Exercise directions. Every line below should be given again without alteration.
[[ Input for this task open ]]
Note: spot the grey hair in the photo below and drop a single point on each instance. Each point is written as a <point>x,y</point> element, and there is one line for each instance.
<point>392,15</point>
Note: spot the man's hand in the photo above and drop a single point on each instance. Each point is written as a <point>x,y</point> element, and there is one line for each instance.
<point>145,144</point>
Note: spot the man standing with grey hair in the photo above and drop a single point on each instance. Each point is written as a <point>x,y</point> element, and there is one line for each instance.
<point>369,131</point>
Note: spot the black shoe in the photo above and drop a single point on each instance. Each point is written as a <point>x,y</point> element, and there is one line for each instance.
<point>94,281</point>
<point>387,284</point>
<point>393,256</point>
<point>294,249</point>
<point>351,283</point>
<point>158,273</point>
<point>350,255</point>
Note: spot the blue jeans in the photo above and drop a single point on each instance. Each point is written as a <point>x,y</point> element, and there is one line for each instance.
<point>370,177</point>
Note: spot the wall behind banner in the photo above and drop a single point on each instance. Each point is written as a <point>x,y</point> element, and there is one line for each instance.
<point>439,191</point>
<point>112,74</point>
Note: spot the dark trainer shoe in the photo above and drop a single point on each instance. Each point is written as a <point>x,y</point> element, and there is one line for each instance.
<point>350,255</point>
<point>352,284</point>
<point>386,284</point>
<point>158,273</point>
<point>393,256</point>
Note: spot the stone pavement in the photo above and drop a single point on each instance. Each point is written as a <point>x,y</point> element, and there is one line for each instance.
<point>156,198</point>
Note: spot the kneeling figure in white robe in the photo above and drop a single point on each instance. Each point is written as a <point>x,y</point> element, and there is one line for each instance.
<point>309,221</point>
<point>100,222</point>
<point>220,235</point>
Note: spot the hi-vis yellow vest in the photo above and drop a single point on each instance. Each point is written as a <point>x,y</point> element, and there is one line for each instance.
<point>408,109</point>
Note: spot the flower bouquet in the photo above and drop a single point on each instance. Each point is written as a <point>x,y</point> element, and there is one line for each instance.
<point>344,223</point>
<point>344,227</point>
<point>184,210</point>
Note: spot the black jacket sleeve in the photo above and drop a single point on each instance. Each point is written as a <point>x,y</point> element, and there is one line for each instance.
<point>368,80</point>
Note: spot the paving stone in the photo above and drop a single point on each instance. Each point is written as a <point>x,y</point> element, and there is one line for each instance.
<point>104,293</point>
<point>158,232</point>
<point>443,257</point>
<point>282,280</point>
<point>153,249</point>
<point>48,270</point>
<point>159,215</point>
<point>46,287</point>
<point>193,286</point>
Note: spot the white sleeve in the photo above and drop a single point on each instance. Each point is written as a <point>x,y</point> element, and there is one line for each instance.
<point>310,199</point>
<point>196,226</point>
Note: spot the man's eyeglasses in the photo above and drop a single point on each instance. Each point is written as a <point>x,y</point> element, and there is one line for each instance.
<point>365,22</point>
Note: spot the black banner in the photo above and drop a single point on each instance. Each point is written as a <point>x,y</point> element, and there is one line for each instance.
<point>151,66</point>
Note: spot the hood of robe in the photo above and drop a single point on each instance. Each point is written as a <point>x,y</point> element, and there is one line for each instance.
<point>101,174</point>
[[ Input for this task closed ]]
Answer section.
Note: spot the grey hair in the photo below and drop a single point on each instance. Each point is written as a <point>x,y</point> element, and there is one line for each instance.
<point>392,15</point>
Note: spot the man's hand in the photo above and drop a single point on each instance. Each point is written as a <point>x,y</point> element, and there is one line for each instance.
<point>145,144</point>
Note: spot the man standing with grey hair in the photo above and drop a single point on each instance. Each point is written as a <point>x,y</point> element, and there is one line for each instance.
<point>369,131</point>
Note: spot the black shoe in the photo above and drop a single point on each instance. Each point is written as a <point>x,y</point> element, and there is one line for each instance.
<point>94,281</point>
<point>387,284</point>
<point>393,256</point>
<point>294,249</point>
<point>351,283</point>
<point>158,273</point>
<point>350,255</point>
Note: spot the blue jeans in the photo above and drop a single point on each instance. Each point is written as a <point>x,y</point> element, and there is one line for each instance.
<point>370,177</point>
Note: spot the wall behind banner in the photo above and drop a single point on each instance. Each point is written as a <point>x,y</point> element, and there is one line for each instance.
<point>439,191</point>
<point>112,74</point>
Note: spot the dark trainer shoe in the photo above and drop a single point on each instance. Each point is written as a <point>x,y</point> element, and there is one line for each instance.
<point>350,255</point>
<point>352,284</point>
<point>386,284</point>
<point>158,273</point>
<point>393,256</point>
Note: spot the stone pavement in the photo above and drop a single point on each instance. Each point is written as a <point>x,y</point> element, and there is one line for each instance.
<point>156,198</point>
Note: spot the kneeling figure in white robe in the photo above and drop a single point on each instance. Each point is written as a <point>x,y</point> element, and there is one line for each instance.
<point>309,221</point>
<point>100,222</point>
<point>220,235</point>
Note: spot the hi-vis yellow vest in the photo above and drop a single point on each instance. Each point is written as a <point>x,y</point> element, and there is one line for each instance.
<point>408,109</point>
Note: spot the flower bouquet in the photo above and drop a single point on each instance. Each point is written as a <point>x,y</point> element, and there is one line for each instance.
<point>344,223</point>
<point>344,227</point>
<point>184,210</point>
Note: spot the black jacket sleeve in the photo above and drop a single point on each instance. Each point is written as a <point>x,y</point> element, and there is one line for each instance.
<point>368,80</point>
Note: spot the paving stone in the photo above and drop a single point on each instance. Each point is written as a <point>x,y</point> element, and there is one line for each instance.
<point>104,293</point>
<point>158,232</point>
<point>443,257</point>
<point>282,280</point>
<point>153,249</point>
<point>48,270</point>
<point>159,215</point>
<point>46,287</point>
<point>193,286</point>
Note: spot the white sleeve in the photo above and drop a single point on each instance. Each point is written as a <point>x,y</point> element, and there is one line for each instance.
<point>310,199</point>
<point>196,226</point>
Note: spot the man's eyeglasses in the photo above and drop a single point on each instance. Each point is written as a <point>x,y</point> element, and there is one line for each instance.
<point>365,22</point>
Note: spot the black banner in the photo above and drop a single point on each instance. Each point is written as a <point>x,y</point> element, and there is one line for each instance.
<point>151,66</point>
Note: spot the hood of robe in the photo above and drop a single point on each instance. Each point is written as a <point>x,y</point> element, and there is one line for each instance.
<point>101,174</point>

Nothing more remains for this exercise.